§ **WHAT YOU HAVE TO DO**: Write out every line exactly, from the first line of the records below through the line that contains "Query: pointed green leaf".

§ **DATASET**:

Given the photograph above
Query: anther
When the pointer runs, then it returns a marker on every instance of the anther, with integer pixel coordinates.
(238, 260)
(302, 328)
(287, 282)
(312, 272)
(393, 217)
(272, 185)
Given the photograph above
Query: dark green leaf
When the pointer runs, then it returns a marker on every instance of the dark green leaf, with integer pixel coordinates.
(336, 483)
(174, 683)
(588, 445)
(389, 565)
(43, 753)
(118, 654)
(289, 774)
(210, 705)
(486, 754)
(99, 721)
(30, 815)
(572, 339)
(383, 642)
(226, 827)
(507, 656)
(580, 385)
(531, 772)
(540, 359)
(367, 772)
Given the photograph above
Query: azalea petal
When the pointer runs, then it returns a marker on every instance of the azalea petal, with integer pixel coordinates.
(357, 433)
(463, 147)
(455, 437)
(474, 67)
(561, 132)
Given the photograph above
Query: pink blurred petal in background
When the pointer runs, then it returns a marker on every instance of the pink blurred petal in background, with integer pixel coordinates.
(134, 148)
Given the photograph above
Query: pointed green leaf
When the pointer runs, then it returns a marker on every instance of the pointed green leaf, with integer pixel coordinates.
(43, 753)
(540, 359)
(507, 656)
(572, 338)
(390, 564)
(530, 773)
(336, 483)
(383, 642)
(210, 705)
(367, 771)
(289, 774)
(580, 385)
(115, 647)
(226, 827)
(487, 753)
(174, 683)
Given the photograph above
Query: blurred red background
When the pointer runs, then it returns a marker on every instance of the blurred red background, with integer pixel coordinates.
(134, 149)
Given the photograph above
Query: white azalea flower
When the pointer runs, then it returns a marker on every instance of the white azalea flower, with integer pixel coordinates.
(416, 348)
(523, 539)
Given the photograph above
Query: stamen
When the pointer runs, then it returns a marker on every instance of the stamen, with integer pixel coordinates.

§ **TASK ANSWER**:
Given the photograph above
Query: anther
When the pointer runs, then it returns a marker on every instance of the anther, with integer pixel coordinates.
(238, 260)
(302, 328)
(287, 282)
(312, 272)
(393, 217)
(272, 185)
Given the photograph above
Query: dark green leaf
When the pointer runs, then it returns a marker on every instance of the dark green leaf, with integer pixel coordinates.
(336, 483)
(174, 683)
(588, 445)
(389, 565)
(43, 753)
(118, 654)
(289, 774)
(210, 705)
(486, 754)
(99, 721)
(30, 815)
(572, 339)
(383, 642)
(226, 827)
(507, 656)
(580, 385)
(531, 772)
(540, 359)
(367, 772)
Given the photograph above
Query: azalea petal
When the pointer runs, then it returns a marker on every instance of the azalea petal, with integer pixel coordinates.
(357, 433)
(463, 147)
(455, 437)
(474, 67)
(561, 132)
Given the photograph above
Query: pink blurred petal in background
When the pointer runs, then it returns a marker on every instance of the pink blurred petal in background, with integer pixel coordinates.
(134, 148)
Given the photograph above
Query: pointed green leaf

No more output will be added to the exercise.